AIM OF THE EXERCISE — The response must consist of the lines below from the one with "Where can you find the truck headlight?" through the one with "Where can you find the old", exactly as they appear and with both ends kept.
[[ ENTRIES PROVIDED open ]]
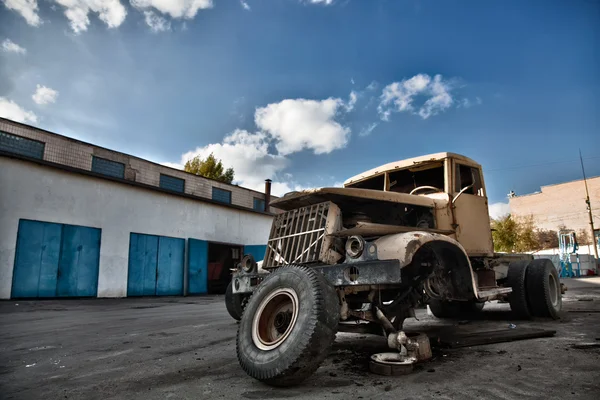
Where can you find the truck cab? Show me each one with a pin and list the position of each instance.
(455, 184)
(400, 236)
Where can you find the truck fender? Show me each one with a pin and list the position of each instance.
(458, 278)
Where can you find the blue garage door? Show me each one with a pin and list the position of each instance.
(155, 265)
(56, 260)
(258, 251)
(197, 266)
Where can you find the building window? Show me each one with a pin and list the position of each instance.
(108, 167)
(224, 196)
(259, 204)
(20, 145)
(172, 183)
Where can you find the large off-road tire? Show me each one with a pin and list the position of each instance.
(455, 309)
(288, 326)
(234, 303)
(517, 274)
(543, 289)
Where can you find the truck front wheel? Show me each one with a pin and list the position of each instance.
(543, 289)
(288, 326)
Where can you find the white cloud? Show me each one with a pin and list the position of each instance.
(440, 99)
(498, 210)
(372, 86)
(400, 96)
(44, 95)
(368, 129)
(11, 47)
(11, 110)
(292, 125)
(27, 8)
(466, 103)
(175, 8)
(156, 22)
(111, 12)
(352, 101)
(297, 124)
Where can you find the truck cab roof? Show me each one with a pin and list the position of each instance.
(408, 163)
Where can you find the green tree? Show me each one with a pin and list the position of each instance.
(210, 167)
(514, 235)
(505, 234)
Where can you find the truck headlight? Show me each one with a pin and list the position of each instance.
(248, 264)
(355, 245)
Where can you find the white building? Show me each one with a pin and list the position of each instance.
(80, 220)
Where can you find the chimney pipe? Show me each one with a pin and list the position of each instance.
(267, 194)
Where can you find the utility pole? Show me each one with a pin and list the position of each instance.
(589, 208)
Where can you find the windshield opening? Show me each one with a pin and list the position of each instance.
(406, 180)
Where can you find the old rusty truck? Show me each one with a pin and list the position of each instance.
[[ ENTRIES PROVIDED closed ]]
[[ ENTRIES PROVIDED open ]]
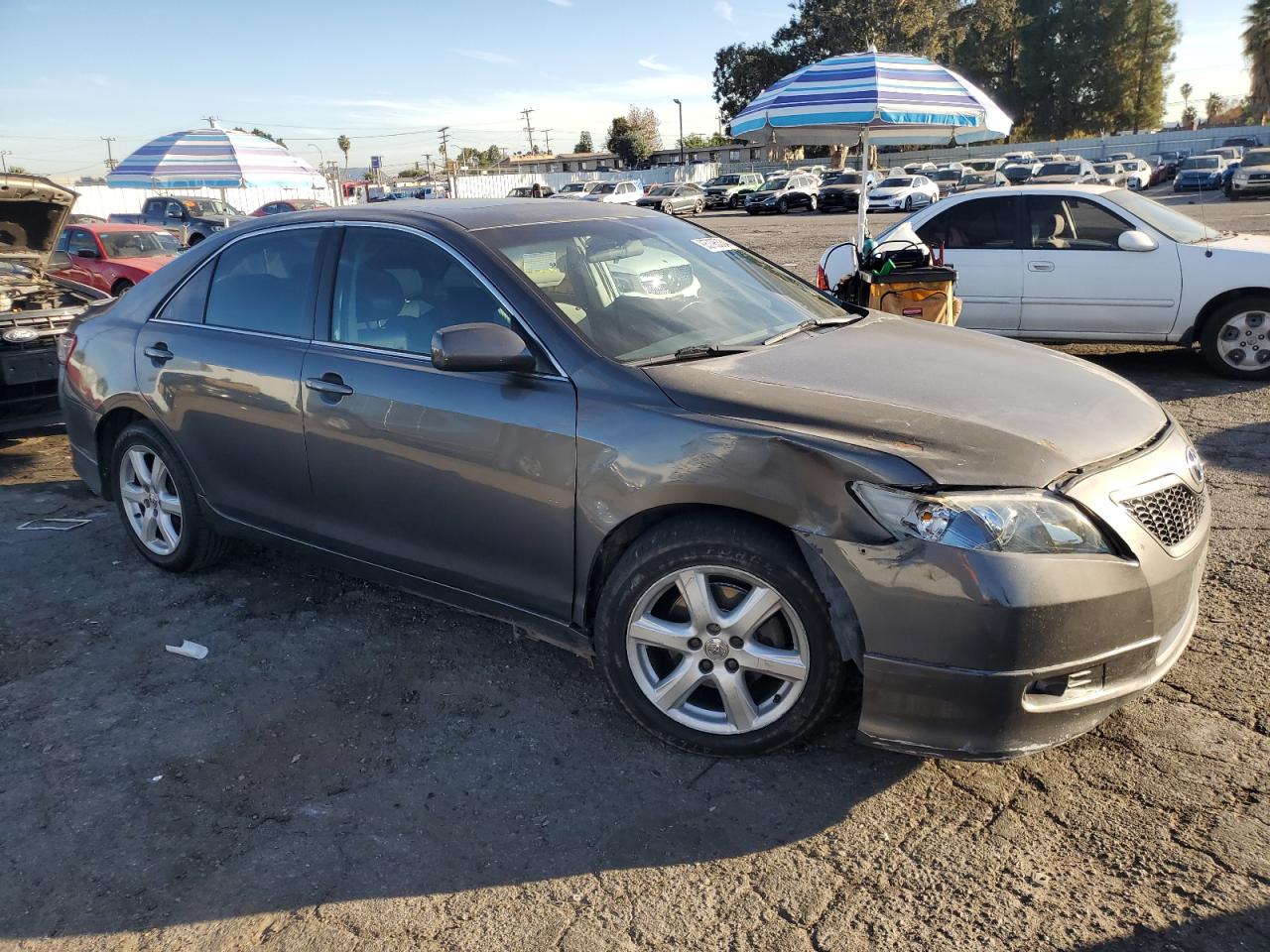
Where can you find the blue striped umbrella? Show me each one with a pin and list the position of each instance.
[[ ENTRIES PROVIDED closed ]]
[[ ENTRIES PROVIDED open ]]
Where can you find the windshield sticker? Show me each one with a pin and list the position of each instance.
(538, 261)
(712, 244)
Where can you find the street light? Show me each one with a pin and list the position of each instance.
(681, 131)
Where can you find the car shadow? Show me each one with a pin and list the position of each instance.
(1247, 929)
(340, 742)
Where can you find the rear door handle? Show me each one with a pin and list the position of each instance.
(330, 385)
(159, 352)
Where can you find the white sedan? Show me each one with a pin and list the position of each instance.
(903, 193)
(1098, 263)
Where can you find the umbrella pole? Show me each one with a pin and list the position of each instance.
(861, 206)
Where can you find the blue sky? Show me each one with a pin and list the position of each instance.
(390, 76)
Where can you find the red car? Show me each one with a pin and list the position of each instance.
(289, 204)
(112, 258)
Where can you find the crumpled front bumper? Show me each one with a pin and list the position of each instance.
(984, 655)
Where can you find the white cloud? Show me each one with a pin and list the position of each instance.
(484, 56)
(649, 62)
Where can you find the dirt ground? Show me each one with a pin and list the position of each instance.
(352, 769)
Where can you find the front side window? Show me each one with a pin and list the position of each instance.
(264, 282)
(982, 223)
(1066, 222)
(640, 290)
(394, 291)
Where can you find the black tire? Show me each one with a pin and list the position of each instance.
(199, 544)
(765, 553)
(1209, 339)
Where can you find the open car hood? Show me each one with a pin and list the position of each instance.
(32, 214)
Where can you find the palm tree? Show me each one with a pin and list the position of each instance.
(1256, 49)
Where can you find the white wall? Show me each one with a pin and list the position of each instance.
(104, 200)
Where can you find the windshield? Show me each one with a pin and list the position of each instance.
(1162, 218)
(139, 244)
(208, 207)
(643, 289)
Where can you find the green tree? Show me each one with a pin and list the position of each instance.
[[ ENTRIES PROVIDED closed ]]
YOUR RESPONSE —
Where can you find the truck headlight? Show me each one with a pin and list the position of each instance.
(248, 264)
(355, 245)
Where can you find the white building? Show me each one with a pin and list the position of each instance.
(80, 220)
Where can you find the chimney pipe? Show me each one with a pin and list the position of each instance.
(267, 194)
Where can you find the utility pole? Show me each one with a pin and list the position of each instance.
(589, 208)
Where can you find the windshield opening? Show me each one with a pin and list the position of each instance.
(406, 180)
Where can you find the old rusty truck? Show me each one with a pin and list the position of each instance.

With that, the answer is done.